** PROBLEM TO WORK ON **
Pick up the article on KAUST's improved nanoporous film production process after its last sentence and keep writing it.
─── EXTRACT TO READ
Improved nanoporous film production process developed
Scientists from King Abdullah University of Science and Technology (KAUST) have developed a cheaper and improved nanoporous film production process.
As reported in a recent issue of Macromolecules, the team from the KAUST Advanced Membranes and Porous Materials Center, along with researchers from the University’s Nanofabrication, Imaging and Characterization Lab, worked together in developing the method for producing nanoporous films, which contain extremely high pore density and regularity.
Their work advances the capability for mass production of high quality membranes for water purification, medical and pharmaceutical applications and also provides improvements to templates within the electronics industry.
Drs Suzana Nunes and Klaus-Viktor Peinemann chose this project knowing they had the full support of the KAUST Core Labs. With their vast experience in membranes and polymer solutions, the two identified a problem that was scientifically fascinating for membrane technology and could be tackled with the abundance of resources on offer at KAUST.
Membranes have been in practical use for over 50 years now and have evolved over time, driven by end-user needs for improved performance. Separation techniques have continuously improved, making the membranes more selective and able to remove finer particles. New breakthroughs have enabled lower energy consumption, reduced costs, increased membrane life span and, most importantly, significant benefits to end-users.
For example, patients with renal failure can now spend up to eight hours daily undergoing hemodialysis in order to remove waste products from their blood. This process involves diffusion of solutes across a semi-permeable membrane.
Due to their great output rate enhanced and precise filtration capability, high flux membranes with improved control of the pore size and distribution have the potential to vastly reduce the time a patient needs to be on a dialysis machine.
Human health is impacted worldwide constantly because of microbial and chemical contamination in water resources with new threats, such as pharmaceuticals in drinking water, continuously emerging.
Commercial membranes or water purification, for the most part, still resemble those developed in the 1960s. The required increase in the effectiveness of decontamination requires much higher fluxes and a membrane with uniform pore size distribution in the nano range, i.e. ultrafiltration.
──────
─── DATA EXCERPT
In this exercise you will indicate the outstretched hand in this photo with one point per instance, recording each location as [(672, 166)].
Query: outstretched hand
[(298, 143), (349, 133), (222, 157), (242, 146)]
──────
** EXPECTED OUTPUT **
Although simple to build into a membrane, the challenge with higher fluxes is to ensure that the pores are evenly sized and distributed. The KAUST researchers addressed this problem by taking a unique approach to the development of nanoporous films inspired by block copolymers, metal-directed supramolecular chemistry and nonsolvent induced phase separation.
Block copolymers are composed of at least two long sequences of monomer units, which are quite different from each other but are covalently bound. By diluting with a selective solvent, one of the polymers tends to avoid solvent contact, assembling into complex morphologies or forms. This offers numerous possibilities for tailoring nano-structures.
Dr Nunes and Dr Peinemann used metal–polymer complexation as a method for directing self-assembly, stabilizing micelles (a submicroscopic aggregation of molecules) in solution and providing inter-micellar cross-linking. Using a series of advanced microscopy methods and the expertise of Core Lab scientists, they experimented with a number of different solvents. This helped to determine the self-assembly in solution and its influence on the mechanism of pore formation, ultimately to find the one that formed the most orderly and even distribution of micelles.
However, micelles and vesicles that are formed in solution are dynamic, and evaporation immediately transforms the morphology. The challenge for the researchers was to control and stabilize the morphologies quickly to enable bottom-up nanostructure fabrication.
Film morphology is dependent upon not only the thermodynamic interaction between copolymers, but also upon other factors such as viscosity and the presence of impurities which could dramatically influence the kinetics of phase separation and self-assembly.
Dr. Peinemann, a veteran of the membrane technology industry, realized that “phase inversion”, ¬a well-defined process in the manufacture of commercial membranes, could be the key to getting their findings to market. Using a very simple and easily scalable casting procedure, followed by an immediate water bath quenching (for “phase inversion”), the pore size and distribution in the membrane can be stabilized and set.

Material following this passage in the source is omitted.